__Aim__. Quote every one of the lines below verbatim, in the order given.
---------- Dataset records ----------
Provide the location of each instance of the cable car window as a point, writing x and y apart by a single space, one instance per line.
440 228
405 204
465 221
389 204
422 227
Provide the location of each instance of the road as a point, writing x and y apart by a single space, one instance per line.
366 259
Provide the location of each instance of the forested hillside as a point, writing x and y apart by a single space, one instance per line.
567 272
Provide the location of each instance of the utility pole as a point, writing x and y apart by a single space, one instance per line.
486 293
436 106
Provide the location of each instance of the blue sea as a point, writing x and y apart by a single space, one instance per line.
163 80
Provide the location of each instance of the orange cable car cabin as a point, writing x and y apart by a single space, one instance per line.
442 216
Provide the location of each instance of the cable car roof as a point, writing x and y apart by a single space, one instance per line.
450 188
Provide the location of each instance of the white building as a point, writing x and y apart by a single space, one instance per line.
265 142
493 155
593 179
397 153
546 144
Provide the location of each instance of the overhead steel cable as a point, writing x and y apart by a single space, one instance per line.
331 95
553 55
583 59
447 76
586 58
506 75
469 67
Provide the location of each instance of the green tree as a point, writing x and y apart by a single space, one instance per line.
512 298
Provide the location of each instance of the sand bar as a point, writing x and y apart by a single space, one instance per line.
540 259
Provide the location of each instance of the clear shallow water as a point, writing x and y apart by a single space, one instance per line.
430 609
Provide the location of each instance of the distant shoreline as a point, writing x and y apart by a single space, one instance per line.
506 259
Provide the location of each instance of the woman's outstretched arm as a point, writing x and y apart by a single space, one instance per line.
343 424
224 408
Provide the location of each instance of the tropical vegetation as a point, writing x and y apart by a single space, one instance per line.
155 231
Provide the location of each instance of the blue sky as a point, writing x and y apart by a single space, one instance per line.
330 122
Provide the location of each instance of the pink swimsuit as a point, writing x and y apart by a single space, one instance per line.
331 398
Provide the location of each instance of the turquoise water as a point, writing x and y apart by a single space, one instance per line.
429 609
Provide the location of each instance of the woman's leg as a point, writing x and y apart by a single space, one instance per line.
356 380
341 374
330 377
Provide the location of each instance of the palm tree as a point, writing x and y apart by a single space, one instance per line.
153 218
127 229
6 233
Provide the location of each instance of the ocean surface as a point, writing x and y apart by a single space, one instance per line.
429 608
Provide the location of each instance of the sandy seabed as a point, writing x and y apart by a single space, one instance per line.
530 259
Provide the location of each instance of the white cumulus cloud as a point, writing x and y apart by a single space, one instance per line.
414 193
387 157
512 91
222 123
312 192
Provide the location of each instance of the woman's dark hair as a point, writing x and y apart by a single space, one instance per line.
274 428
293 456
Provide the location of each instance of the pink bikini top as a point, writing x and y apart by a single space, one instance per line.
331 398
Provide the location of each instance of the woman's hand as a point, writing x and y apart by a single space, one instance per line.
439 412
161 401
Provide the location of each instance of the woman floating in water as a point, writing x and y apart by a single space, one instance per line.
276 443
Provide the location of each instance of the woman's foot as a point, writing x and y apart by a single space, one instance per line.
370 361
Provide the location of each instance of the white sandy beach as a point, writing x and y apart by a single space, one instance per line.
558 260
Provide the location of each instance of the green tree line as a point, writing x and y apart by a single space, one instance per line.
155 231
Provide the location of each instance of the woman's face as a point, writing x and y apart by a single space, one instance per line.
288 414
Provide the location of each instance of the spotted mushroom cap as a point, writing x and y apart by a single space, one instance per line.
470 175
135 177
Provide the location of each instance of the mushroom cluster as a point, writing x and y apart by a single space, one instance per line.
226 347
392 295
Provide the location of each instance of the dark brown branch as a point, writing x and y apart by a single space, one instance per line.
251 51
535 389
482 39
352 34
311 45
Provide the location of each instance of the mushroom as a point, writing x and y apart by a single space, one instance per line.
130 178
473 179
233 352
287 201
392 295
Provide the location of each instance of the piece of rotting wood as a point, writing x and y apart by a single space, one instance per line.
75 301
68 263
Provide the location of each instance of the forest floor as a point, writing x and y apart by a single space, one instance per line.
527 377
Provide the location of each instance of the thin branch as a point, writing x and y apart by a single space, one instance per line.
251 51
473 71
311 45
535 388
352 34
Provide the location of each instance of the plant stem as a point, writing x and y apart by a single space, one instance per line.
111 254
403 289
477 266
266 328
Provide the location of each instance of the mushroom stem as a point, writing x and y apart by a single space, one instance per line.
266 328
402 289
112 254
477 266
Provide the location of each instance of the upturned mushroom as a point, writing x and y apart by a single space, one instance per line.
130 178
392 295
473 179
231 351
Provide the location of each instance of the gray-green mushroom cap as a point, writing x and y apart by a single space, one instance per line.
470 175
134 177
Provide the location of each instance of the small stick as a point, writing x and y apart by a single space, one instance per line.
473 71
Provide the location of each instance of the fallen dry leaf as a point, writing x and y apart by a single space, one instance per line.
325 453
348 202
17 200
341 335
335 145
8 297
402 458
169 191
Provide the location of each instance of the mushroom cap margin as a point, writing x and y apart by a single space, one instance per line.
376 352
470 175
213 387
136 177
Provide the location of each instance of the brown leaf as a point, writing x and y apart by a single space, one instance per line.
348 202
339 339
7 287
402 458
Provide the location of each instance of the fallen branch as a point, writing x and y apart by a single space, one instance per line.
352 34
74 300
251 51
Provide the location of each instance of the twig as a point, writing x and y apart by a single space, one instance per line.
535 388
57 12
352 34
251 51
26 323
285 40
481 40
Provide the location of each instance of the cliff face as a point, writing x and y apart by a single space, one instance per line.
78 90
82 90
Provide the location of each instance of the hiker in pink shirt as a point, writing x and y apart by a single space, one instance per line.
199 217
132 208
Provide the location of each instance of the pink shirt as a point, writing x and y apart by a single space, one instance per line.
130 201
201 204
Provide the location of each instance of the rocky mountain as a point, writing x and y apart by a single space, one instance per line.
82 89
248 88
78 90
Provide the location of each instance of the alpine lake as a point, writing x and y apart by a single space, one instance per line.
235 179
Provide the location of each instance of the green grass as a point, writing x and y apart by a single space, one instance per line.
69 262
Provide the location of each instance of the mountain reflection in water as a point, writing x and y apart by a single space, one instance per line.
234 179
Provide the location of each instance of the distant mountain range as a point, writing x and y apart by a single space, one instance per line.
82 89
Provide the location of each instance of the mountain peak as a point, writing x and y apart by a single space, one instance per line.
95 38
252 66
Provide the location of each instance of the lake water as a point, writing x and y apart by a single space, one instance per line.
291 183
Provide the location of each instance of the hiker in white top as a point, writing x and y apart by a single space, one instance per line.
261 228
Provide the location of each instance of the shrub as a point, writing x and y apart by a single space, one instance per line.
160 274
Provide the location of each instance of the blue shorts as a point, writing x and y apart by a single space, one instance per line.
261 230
----------
__Task response__.
Provide the location of each instance of the cable car window as a point, writing x and y apart by a single space, one instance per line.
440 228
405 204
465 221
389 204
422 227
Provide the location of each instance of the road as a point, writing x and y apart by a single space, one instance per line.
366 259
Provide the location of each instance of the forested hillside as a point, writing x and y apart by a single space, one instance per line.
567 272
Provide the location of each instance of the utility pole as a point, writing x and y apart by a single space, one instance per line.
486 293
436 106
Provide the location of each instance of the blue sea as a point, writing x and y apart by a single space, one instance per line.
163 80
Provide the location of each instance of the orange cable car cabin as a point, writing x and y apart by a single space, one instance per line.
442 216
Provide the location of each instance of the cable car roof as a point, writing x and y apart by a single space, one instance per line.
450 188
Provide the location of each instance of the white building as a point, writing x and y apart by a single space, one instance per line.
265 142
493 155
593 179
397 153
546 144
Provide the location of each instance of the overhead steel cable as a point, writing x and y apart by a single space, one instance per line.
331 95
553 55
583 59
447 76
586 58
506 75
469 67
Provide the location of each instance of the green tree as a point, writing x and y apart by a single space, one instance per line.
512 298
Provide the location of each instance of the sand bar as a point, writing x and y apart by a single space, one instance per line.
540 259
Provide the location of each instance of the clear shallow water as a point, writing x and y apart by a single space, one instance per line.
430 609
Provide the location of each instance of the distant shoreline as a point, writing x and y apart by a single space, one instance per line.
506 259
Provide the location of each instance of the woman's outstretched arm as a point, writing x and y apart by a single space, one instance per line.
343 424
224 408
Provide the location of each instance of the tropical vegetation as a point, writing x and y apart by a single space, one instance per line.
155 231
Provide the location of each instance of the blue sky as a point, writing x and y apart by a single space, one instance per line.
330 122
Provide the location of each instance of the pink swimsuit as a point, writing x and y apart by a single space, one instance per line.
331 398
Provide the location of each instance of the turquoise water as a point, writing x and y apart by a single space, one instance per line.
429 609
Provide the location of each instance of the woman's leg as a point, writing x and y apart by a single space, one instance per line.
356 380
341 374
330 377
Provide the location of each instance of the palm tree as a point, writing x and y apart by a single space, one instance per line.
153 218
127 229
6 233
Provide the location of each instance of the ocean surface as a point, writing x and y apart by a single space, one instance per line.
429 608
Provide the location of each instance of the sandy seabed as a point, writing x and y apart by a single space, one instance per line.
530 259
Provide the location of each instance of the white cumulus cloud as a point, writing x and y apart by a single space, one instance per line.
414 193
387 157
512 91
222 123
312 192
Provide the location of each instance of the woman's dark hair as a point, writing x and y apart by a single space, one instance per line.
274 428
293 456
Provide the location of each instance of the pink bikini top as a point, writing x and y apart by a single space, one instance per line.
331 398
Provide the location of each instance of the woman's hand as a point, writing x and y apart by a single space, one instance per line.
439 412
161 401
Provide the location of each instance of the woman floating in water as a point, writing x and y apart by a single space, one instance per line.
276 443
Provide the location of each instance of the woman's foot as a point, writing x and y apart by a single space, one instance per line.
370 361
Provide the location of each instance of the white sandy beach as a point, writing x and y apart by a single space, one instance per line.
558 260
Provide the location of each instance of the green tree line as a point, writing x and y apart by a single space, one instance per line.
155 231
Provide the location of each instance of the woman's face as a point, writing x and y apart by a single space, one instance per line.
288 414
Provide the location of each instance of the spotted mushroom cap as a point, writing x and y apart by a single space, one instance per line.
470 175
135 177
Provide the location of each instance of the mushroom cluster as a point, writing x and y apart by a single space, one instance per line.
226 347
392 295
Provide the location of each instance of the dark brown branch as a point, writing x and y apart by a single space, one instance per line.
251 51
535 389
482 39
352 34
311 45
Provide the location of each instance of the mushroom as a point, writing x and y apart by a single space, one instance per line.
130 178
473 179
233 352
287 201
392 295
Provide the location of each instance of the piece of rotting wood as a point, writing x and y apart by a single space, one instance per line.
75 301
68 263
Provide the location of each instance of the forest floor as a point, writing x and y apart by a single space, one instance per line.
527 377
Provide the location of each instance of the thin branch as a point, writing x and y apart by a single space, one instance per line.
251 51
473 71
311 45
535 388
352 34
Provide the location of each instance of the plant stem as a point, writing x and y apart by a single space, one instance per line.
111 254
403 289
477 266
266 328
Provide the location of each instance of the mushroom stem as a point, writing x and y apart by a single space, one instance per line.
266 328
402 289
112 254
477 266
Provide the location of each instance of the upturned mushroom as a point, writing x and y apart by a single space, one instance per line.
130 178
392 295
473 179
231 351
Provide the location of each instance of the gray-green mushroom cap as a point, writing x and y apart by a single space, one instance per line.
470 175
134 177
Provide the location of each instance of the small stick as a point, writing x and y apart by a single space, one instance per line.
473 71
Provide the location of each instance of the fallen dry leaf as a point, writing x and y apart by a single space, one instance per line.
325 453
348 202
17 200
341 335
335 145
8 297
402 458
169 191
Provide the location of each instance of the mushroom cap margin as a point, writing x and y apart by a single space, one instance per line.
376 352
470 175
213 387
136 177
Provide the location of each instance of the brown leaf as a point, writing x and y apart by a single space, one instance per line.
348 202
339 339
7 287
402 458
Provide the location of each instance of the fallen branch as a point, writing x and y apart by a single space, one instance per line.
352 34
74 300
251 51
Provide the location of each instance of the twig as a point, writing x and y apart by a single space, one instance per line.
535 388
57 12
352 34
251 51
26 323
285 40
481 40
Provide the location of each instance of the cliff face as a point, writing x and y apart by a single space, one instance per line.
78 90
82 90
Provide the location of each instance of the hiker in pink shirt as a point, writing x and y apart by a single space, one instance per line.
199 217
132 208
Provide the location of each instance of the pink shirt as a point, writing x and y apart by a single space, one instance per line.
130 201
201 204
Provide the location of each instance of the rocky mountain as a point, writing x and y apart by a single space, one instance per line.
82 89
248 88
78 90
Provide the location of each instance of the alpine lake as a point, writing x and y apart by a single space, one instance per line.
235 179
Provide the location of each instance of the green grass as a point, writing x and y apart by a single space, one instance per line.
69 262
Provide the location of each instance of the mountain reflection in water as a point, writing x and y apart by a single space, one instance per line.
234 179
Provide the location of each instance of the distant mountain range as a point, writing x and y apart by a single space, one instance per line.
82 89
Provide the location of each instance of the mountain peak as a point, writing x and y apart by a single space, one instance per line.
95 38
252 66
Provide the location of each instance of the lake water as a point, writing x and y apart by a single space, one instance per line.
291 183
Provide the location of each instance of the hiker in white top as a point, writing x and y apart by a single space, one instance per line.
261 228
Provide the location of each instance of the shrub as a point, writing x and y apart by a single space, one instance per line.
160 274
Provide the location of each instance of the blue shorts as a point, writing x and y apart by a single space, one instance per line.
261 230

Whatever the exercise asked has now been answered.